Nkunda est-il dangereux ?

Plusieurs mois après la mise en place de nouvelles institutions démocratiques, l’est du pays reste le théâtre de violences récurrentes. Et le rôle du général dissident, suspecté de sombres desseins, suscite controverses et interrogations.

Publié le 5 juin 2007 Lecture : 6 minutes.

Quand le général dissident Laurent Nkunda, 40 ans, éternue, le Kivu (est de la République démocratique du Congo) tremble. Il le sait et ne rechigne pas à jouer là-dessus. En janvier, le Rwanda voisin a conduit une médiation entre lui et des officiels congolais. Résultat : ses troupes ont été « mixées », autrement dit intégrées à l’armée nationale, mais pas brassées, c’est-à-dire ni délocalisées ni soustraites à son commandement. S’il est vrai que d’autres troupes, comme la Garde présidentielle et les Maï-Maï, ont échappé au brassage, ce régime de faveur a été mal vécu dans le Kivu. Certains n’ont pas hésité à qualifier la démarche du président Joseph Kabila d’acte de « faiblesse », d’autant que Nkunda, qui fait toujours l’objet d’un mandat d’arrêt, est soupçonné de « servir les intérêts du Rwanda ».
N’empêche, les forces « mixées » ont, depuis, lancé des attaques contre les miliciens des Forces démocratiques pour la libération du Rwanda (FDLR). Et ont commis, en outre, des exactions contre des civils accusés de soutien aux rebelles hutus rwandais. Kinshasa a, depuis peu, fait marche arrière. Nkunda n’est plus fréquentable. « C’est un criminel dont la justice doit s’occuper », n’hésite pas à affirmer un membre de l’entourage présidentiel. Selon un ministre congolais, « Nkunda est en train de faire du chantage comme tout le monde l’a fait tout au long de la transition. L’époque où l’on multipliait les amnisties est révolue. Aujourd’hui, il nage à contre-courant. Ce qu’il fait n’est pas nouveau. Il menace de faire la guerre ? C’est un fonds de commerce pour se positionner et nous empêcher de stabiliser le pays. » Mais l’homme est-il vraiment dangereux ?

Consigne: Recopiez le passage de l'article sur Laurent Nkunda qui commence aux mots "Nkunda est-il dangereux" et s'arrête après "controverses et interrogations.", en substituant "chef rebelle" à "général dissident".

Lignes de données:
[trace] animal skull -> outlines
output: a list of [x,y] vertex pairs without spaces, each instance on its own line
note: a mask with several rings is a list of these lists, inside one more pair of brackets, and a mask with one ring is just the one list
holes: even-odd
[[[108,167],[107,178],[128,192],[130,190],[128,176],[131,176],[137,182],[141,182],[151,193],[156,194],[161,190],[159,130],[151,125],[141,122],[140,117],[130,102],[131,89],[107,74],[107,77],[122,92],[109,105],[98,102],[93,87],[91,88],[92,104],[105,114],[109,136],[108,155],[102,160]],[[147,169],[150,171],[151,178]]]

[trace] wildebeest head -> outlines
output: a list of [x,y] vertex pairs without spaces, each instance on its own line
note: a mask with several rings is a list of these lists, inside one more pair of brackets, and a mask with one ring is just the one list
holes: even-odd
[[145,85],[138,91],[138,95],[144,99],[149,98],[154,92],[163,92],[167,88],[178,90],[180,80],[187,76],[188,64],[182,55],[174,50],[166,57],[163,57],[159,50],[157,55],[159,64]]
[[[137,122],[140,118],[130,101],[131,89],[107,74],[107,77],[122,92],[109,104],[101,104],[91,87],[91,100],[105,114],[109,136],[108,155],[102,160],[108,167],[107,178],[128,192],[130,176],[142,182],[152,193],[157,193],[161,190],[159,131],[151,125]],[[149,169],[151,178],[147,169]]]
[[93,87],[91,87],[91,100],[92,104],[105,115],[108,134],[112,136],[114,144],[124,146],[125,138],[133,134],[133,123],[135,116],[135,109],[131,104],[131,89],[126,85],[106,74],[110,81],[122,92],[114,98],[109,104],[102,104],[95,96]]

Corrigé ci-dessous:
Nkunda est-il dangereux ?

Plusieurs mois après la mise en place de nouvelles institutions démocratiques, l’est du pays reste le théâtre de violences récurrentes. Et le rôle du chef rebelle, suspecté de sombres desseins, suscite controverses et interrogations.